::: PAGE TEXT :::

$101+ CWWK X86-P1 fanless SBC and mini PC is powered by Intel N3050, N3160, or N3700 Braswell SoC

In a previous post, we wrote about the CWWK X86-P5, a $219 fanless mini PC powered by the Alder Lake N-series N100 SoC. However, during a recent search on AliExpress, I stumbled upon the CWWK X86-P1 fanless mini PC and SBC. This compact device offers three variants (N3050, N3160, and N3700) with a TDP of only 6W.

It features dual GbE Ethernet, dual USB 3.0, HDMI, and a GPIO header. Additionally, it includes a built-in fan header for improved cooling. It supports Windows 11, Ubuntu 22.04, and networking OS options like pfSense or OpenWrt along with all major x86-based operating systems.

 CWWK X86-P1 Fanless Mini PC with N3050, N3160, and N3700 SoC features dual GbE Ethernet, USB 3.0, HDMI, and GPIO with 6W of power consumption.

CWWK X86-P1 Fanless Mini PC Specification

  • SoC options
    • Intel Celeron N3050 – Dual core Braswell processor @ up to 2.16 GHz with Intel HD Graphics Gen8 – 6W TDP
    • Intel Celeron N3160 – Quad-core Braswell processor @ up to 2.24 GHz with 12EU Intel HD graphics 400 – 4W SDP / 6W TDP)
    • Intel Pentium N3700 – Quad-core Braswell processor @ up to 2.4 GHz with Intel HD Graphics – 6W TDP
  • Memory –  1x DDR3L SODIMM 1.35V, 1333/1600 MHz up to 8GB maximum
  • Storage – mSATA SATA3.0 interface (additional power supply required for SATA3.0 hard disk)
  • Networking – 2x RJ45 ports with Realtek RTL8111H Gigabit Ethernet network controllers
  • Display – HDMI 1.4 interface with audio output support for HD display
  • USB – Dual USB 3.0 ports
  • Misc
    • Power Button
    • 10-pin GPIO (4 in/4 out)
    • CPU FAN (4pin 12V with temperature control)

::: DATA EXTRACT :::

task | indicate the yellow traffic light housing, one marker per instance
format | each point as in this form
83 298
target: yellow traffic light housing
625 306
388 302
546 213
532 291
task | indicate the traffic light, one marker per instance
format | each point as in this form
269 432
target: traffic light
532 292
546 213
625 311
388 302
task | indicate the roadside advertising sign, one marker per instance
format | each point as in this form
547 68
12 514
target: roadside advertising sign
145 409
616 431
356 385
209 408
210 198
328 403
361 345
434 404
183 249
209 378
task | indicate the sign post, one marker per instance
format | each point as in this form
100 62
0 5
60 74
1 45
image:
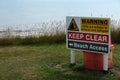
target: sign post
72 57
88 34
105 62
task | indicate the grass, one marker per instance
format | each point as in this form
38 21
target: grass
50 62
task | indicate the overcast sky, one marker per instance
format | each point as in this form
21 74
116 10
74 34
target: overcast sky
34 11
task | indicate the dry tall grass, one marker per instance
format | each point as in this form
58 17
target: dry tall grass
46 33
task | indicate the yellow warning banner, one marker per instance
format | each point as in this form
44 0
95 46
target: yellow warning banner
97 25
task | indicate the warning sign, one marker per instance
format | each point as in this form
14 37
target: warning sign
97 25
88 34
73 26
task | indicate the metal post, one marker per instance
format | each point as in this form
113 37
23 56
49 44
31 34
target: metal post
105 62
72 57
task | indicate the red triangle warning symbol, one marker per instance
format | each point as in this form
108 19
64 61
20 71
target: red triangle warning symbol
73 26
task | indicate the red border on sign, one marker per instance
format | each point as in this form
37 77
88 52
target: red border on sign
89 37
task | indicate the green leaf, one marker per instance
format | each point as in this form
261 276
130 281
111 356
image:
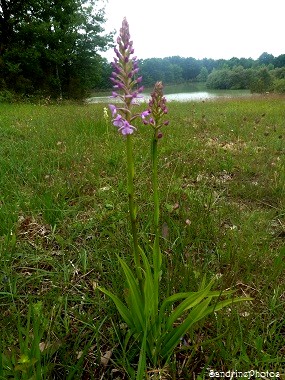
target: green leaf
171 339
192 300
122 309
134 299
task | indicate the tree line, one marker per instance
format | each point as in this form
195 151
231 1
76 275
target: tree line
267 73
53 48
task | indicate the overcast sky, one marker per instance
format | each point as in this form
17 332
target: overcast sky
201 28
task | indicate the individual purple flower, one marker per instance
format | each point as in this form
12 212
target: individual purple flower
126 128
113 110
118 121
157 110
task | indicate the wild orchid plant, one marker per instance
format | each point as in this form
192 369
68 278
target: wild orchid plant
156 325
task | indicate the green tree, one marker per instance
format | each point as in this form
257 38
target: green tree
203 75
262 81
51 46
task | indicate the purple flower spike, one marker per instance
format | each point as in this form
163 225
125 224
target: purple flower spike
113 109
125 82
144 114
127 129
118 121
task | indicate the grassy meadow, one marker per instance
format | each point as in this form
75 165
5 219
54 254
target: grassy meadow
64 218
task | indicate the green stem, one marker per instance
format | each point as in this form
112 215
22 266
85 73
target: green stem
155 183
156 247
132 205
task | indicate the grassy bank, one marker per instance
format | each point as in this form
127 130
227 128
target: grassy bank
63 219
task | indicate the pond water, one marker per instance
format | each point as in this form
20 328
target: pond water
180 93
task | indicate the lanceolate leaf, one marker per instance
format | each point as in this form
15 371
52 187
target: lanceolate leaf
122 309
134 298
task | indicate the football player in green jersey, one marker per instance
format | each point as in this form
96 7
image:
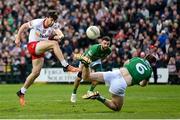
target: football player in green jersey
135 71
95 54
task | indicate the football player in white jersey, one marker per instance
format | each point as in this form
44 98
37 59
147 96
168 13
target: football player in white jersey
42 31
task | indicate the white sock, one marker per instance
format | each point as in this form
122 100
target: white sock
64 63
23 90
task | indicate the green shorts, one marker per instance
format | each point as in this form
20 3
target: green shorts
97 68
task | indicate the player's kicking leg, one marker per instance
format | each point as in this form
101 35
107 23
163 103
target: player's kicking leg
54 45
76 85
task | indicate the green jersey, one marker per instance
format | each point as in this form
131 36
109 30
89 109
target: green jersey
95 52
139 69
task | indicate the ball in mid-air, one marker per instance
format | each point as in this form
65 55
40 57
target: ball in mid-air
93 32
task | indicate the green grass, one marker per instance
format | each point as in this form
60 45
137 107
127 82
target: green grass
53 101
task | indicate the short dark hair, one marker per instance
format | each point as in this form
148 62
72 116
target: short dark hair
53 14
151 58
107 38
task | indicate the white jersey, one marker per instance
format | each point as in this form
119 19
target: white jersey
38 32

:::

* _TASK SET_
• 1. Show every line of the entries that contains the string "pond", matching its case exactly.
• 2. Continue the CWWK X86-P1 mini PC article above from the point where it stops.

* _TASK ANSWERS_
• 1.
task | indicate the pond water, one marker per instance
target: pond water

• 2.
    • AMI BIOS with support for PXE, WOL, auto-start, and GPIO
  • Power Supply – DC jack
  • Dimensions – 90 x 90mm (board)
  • Chassis – Aluminum alloy material for passive heat dissipation, dust prevention, and zero noise
  • Operating Conditions
    • Working temperature range: -10°C to 70°C
    • Relative humidity- 5% to 90%, non-condensing
  • Color Options – Black, Dark Green, Iron Gray

X86 P1 Development Board Version and Standard Edition

There are two variants of this board – a Standard Edition and a Development Board Edition. The Standard Edition comes in a metal case, while the Development Board comes with the heatsink mounted on the top.

The company does not mention any pre-installed operating system coming with this board, but they do state that the board supports FreeNAS, Home Assistant, Debian, CentOS, Ubuntu, Red Hat, Android, Windows, pfSense, OpenWRT, Node-RED, Proxmox, and more. Some of these are not operating systems per se but can be installed through an OS. For example, LibreELEC is a minimal OS based on Kodi.

Although the company provides a fan header for the board, I didn’t find any specific fan for this module. However, in our CWWK X86-P5 post, we saw the company showcasing the fan with that module. Nevertheless, the company provides a complete structural diagram to give you a better idea about the PC.

X86 P1 Dev Board Structure

The CWWK X86-P1 Fanless Mini PC is available for purchase on AliExpress or through the company’s official store. The barebone X86-P1 model with the N3050 processor, without SSD or RAM, is priced at $101.44. The price increases to $181.55 for the N3700 variant equipped with 8GB RAM and a 128GB SSD.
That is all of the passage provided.